SOURCE RECORDS >>
--- BEGIN ---

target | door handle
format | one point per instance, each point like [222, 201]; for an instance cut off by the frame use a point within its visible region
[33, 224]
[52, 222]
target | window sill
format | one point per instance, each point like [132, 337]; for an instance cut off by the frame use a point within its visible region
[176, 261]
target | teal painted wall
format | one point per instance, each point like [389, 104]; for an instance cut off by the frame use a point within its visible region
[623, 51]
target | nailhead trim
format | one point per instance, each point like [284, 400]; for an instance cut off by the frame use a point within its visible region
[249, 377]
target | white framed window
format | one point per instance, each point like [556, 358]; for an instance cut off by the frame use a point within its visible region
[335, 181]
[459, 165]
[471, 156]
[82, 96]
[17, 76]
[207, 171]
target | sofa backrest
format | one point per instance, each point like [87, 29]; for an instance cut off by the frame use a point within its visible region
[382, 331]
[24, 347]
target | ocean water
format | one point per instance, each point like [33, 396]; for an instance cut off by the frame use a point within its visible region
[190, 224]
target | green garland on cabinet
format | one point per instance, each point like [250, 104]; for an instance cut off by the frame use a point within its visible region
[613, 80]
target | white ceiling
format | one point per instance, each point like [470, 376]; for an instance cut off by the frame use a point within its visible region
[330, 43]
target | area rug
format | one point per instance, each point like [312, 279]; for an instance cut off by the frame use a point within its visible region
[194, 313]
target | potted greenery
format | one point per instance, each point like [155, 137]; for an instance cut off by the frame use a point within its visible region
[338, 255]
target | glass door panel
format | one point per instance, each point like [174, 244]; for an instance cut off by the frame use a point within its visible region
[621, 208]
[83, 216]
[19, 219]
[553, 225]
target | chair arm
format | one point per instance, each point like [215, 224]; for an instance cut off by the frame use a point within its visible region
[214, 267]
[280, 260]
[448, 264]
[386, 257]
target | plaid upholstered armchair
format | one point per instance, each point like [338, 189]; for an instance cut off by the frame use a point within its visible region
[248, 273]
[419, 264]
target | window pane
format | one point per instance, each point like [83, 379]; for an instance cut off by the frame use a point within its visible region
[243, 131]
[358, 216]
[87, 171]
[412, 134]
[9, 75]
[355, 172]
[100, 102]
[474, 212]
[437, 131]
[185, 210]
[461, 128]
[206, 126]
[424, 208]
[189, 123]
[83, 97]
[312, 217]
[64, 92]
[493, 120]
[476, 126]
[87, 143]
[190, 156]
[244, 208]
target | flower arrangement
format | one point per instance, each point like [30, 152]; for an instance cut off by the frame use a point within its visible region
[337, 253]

--- END ---

GIVEN EXERCISE >> Copy out everything from the line containing "target | flower arrangement" down to the end of the listing, request lines included, and add 72 to each coordinate in the answer points.

CORRECT RESULT >>
target | flower arrangement
format | one point per instance, each point like [30, 152]; for an instance cut off by the frame use a point within its visible region
[409, 325]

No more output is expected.